— START OF READING PASSAGE —
For purposes of a Rule 12(c) motion, "the moving party concedes the accuracy of the factual allegations of the complaint, but does not admit other assertions that constitute conclusions of law or matters that would not be admissible in evidence at trial." David, 2013 WL 5178558, at *1 (citing 5C Charles Alan Wright, Arthur R. Miller & Edward H. Cooper, Federal Practice and Procedure § 1368 (3d ed. 2004)). To the extent "a motion for judgment on the pleadings is based on a defense that the complaint fails to state a claim for relief, the standard applicable to a motion to dismiss pursuant to Rule 12(b)(6) governs." Merrifield v. Schwarzenegger, No. 04-0498 MMC, 2004 WL 2926160, at *1 (N.D. Cal. Sept. 23, 2004).

B. Rule 12(b)(6) Motion.

In the Rule 12(b)(6) context, the court must accept all of the claimant's material factual allegations as true and view all facts in the light most favorable to the claimant. Reynolds v. Giusto, No. 08-CV-6261, 2009 WL 2523727, at *1 (D. Or. Aug. 18, 2009). "While legal conclusions can provide the framework of a complaint, they must be supported by factual allegations. When there are well-pleaded factual allegations, a court should assume their veracity and then determine whether they plausibly give rise to an entitlement to relief." Ashcroft v. Iqbal, 556 U.S. 662, 679 (2009). "In sum, for a complaint to survive [under the Rule 12(b)(6) standard], the non-conclusory factual content, and reasonable inference from that content must be plausibly suggestive of a claim entitling the plaintiff to relief." Moss v. U.S. Secret Serv., 572 F.3d 962, 969 (9th Cir. 2009).
— END OF READING PASSAGE —
DIRECTIVE A
In the passage on pleading motions, which standard governs a motion for judgment on the pleadings that rests on the defense that the complaint fails to state a claim for relief?
DIRECTIVE B
Carry on with the passage on pleading motions, starting after its last sentence.
— START OF PROVIDED MATERIAL —
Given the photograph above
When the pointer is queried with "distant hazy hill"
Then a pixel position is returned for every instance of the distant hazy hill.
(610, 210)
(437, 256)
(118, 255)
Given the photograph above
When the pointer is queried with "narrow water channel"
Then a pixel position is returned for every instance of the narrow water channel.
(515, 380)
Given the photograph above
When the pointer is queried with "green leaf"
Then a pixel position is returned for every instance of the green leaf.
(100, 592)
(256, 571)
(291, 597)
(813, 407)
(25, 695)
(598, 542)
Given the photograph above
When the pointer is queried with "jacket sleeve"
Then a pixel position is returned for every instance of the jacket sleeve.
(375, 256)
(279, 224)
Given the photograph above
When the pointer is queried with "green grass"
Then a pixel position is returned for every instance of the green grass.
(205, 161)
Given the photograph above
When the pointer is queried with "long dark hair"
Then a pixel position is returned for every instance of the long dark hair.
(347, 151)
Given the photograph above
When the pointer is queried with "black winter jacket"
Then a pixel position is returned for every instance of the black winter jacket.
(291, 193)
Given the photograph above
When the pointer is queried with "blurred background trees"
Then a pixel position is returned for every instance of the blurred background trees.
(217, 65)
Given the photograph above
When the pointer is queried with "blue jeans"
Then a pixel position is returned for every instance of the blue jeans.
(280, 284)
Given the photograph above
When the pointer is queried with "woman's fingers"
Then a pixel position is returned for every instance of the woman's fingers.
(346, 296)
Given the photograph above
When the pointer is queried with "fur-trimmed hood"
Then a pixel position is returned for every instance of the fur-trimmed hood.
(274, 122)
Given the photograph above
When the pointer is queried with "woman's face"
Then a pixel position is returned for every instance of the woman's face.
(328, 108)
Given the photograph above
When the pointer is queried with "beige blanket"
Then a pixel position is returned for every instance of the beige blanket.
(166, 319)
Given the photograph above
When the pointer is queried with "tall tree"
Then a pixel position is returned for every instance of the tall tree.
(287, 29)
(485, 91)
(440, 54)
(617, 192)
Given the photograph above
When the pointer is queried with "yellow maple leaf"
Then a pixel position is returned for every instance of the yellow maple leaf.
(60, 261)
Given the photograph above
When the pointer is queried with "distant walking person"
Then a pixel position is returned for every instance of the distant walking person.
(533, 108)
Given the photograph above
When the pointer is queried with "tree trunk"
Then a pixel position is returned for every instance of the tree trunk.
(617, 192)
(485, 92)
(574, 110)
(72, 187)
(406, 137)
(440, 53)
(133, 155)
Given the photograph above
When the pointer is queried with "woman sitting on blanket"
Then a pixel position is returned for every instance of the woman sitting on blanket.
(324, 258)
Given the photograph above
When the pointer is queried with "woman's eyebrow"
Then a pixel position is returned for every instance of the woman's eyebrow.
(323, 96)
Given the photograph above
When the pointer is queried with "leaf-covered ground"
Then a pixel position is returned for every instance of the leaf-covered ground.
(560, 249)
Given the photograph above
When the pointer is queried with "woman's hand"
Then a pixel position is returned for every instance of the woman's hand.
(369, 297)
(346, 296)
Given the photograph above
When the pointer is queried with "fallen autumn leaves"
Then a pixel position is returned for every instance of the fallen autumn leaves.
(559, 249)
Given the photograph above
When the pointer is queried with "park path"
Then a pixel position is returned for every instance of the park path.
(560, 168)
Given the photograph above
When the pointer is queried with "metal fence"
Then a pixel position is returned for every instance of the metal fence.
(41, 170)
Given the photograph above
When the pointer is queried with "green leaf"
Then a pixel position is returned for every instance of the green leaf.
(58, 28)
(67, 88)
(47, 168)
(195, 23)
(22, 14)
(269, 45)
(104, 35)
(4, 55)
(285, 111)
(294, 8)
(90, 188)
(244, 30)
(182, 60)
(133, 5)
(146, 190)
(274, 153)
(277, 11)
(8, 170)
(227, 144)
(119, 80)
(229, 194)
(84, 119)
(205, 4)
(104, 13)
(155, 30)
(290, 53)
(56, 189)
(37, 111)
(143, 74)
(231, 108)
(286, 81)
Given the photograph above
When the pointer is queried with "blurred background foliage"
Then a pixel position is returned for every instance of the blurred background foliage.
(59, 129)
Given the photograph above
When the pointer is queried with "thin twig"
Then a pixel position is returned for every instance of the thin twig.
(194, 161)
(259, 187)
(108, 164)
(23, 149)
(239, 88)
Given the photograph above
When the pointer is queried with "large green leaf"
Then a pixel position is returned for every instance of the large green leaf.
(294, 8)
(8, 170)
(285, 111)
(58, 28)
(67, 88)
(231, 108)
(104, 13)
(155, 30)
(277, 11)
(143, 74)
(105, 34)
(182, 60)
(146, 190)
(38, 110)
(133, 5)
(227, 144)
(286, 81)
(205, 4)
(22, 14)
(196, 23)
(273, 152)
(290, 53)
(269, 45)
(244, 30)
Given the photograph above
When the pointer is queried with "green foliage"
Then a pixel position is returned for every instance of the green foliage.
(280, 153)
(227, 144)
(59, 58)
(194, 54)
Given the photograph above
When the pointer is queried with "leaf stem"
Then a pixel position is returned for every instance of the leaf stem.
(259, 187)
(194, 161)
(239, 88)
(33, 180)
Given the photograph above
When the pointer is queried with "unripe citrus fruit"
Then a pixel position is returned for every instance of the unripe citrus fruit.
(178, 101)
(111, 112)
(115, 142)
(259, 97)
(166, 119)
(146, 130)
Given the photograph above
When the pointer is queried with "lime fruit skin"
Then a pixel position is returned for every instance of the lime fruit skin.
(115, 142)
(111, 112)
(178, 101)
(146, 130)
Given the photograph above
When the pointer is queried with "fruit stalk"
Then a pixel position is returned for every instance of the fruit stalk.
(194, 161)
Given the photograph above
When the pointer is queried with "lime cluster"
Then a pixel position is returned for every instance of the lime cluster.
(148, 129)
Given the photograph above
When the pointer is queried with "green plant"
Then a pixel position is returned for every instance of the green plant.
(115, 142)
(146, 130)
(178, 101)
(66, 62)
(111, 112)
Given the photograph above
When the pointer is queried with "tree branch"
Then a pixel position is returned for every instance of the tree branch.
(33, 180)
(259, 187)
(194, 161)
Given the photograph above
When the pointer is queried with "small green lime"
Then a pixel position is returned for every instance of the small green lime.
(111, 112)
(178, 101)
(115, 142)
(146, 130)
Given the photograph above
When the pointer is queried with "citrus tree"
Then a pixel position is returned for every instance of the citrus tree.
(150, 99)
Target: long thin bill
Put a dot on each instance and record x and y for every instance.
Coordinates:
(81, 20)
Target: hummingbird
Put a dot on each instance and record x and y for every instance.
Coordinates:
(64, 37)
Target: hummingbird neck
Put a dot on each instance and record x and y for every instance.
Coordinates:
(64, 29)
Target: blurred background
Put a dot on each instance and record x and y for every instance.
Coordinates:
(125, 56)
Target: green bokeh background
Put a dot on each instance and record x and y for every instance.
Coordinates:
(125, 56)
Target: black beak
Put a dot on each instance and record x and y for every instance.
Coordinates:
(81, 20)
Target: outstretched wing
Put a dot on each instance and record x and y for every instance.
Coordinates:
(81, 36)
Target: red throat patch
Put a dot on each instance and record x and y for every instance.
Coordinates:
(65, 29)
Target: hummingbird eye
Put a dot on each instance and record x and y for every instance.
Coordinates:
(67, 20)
— END OF PROVIDED MATERIAL —
TASK RESPONSE A
The standard for a motion to dismiss under Rule 12(b)(6).

TASK RESPONSE B
III. DISCUSSION

A. Materials Outside of the Pleadings

"In general a court may not consider items outside the pleadings when deciding a motion for judgment on the pleadings, but may consider items of which it can take judicial notice." Wallis v. Centennial Ins. Co., Inc., 927 F.Supp.2d 909, 913 (E.D. Cal. 2013); Fleming v. Pickard, 581 F.3d 922, 925 n.4 (9th Cir. 2009) (declining to consider materials outside of the pleadings in evaluating a Rule 12(c) motion).

Both parties have submitted exhibits in support of their papers. Plaintiff's counsel attached courtesy copies of three cases he relied on in opposing the pending motion, as well as written designations of authority from the beneficiaries of Mr. Zeko, Mr. Eli and Mr. Ellis, indicating that Plaintiff, "to the full extent permissible under ERISA, under common law and under any applicable federal or state statute, to act on [their] behalf and to pursue any and all rights, remedies and benefits available to [them] as the named beneficiar[ies]." (Pl.'s Mem. Opp'n Ex. D at 2-4.)

Defendant's counsel, on the other hand, filed a declaration in support of her reply brief. Attached to Defendant's counsel's declaration are (1) a complaint Plaintiff filed against Lifemap Assurance Company ("Lifemap") in Multnomah County Circuit Court on August 21, 2013; (2) Lifemap's memorandum in support of a motion to dismiss, filed on September 30, 2013, in the District of Oregon; (3) Plaintiff's amended complaint against Lifemap; and (4) the group life insurance policy at issue in this case (which is also attached to Plaintiff's complaint as Exhibit 3).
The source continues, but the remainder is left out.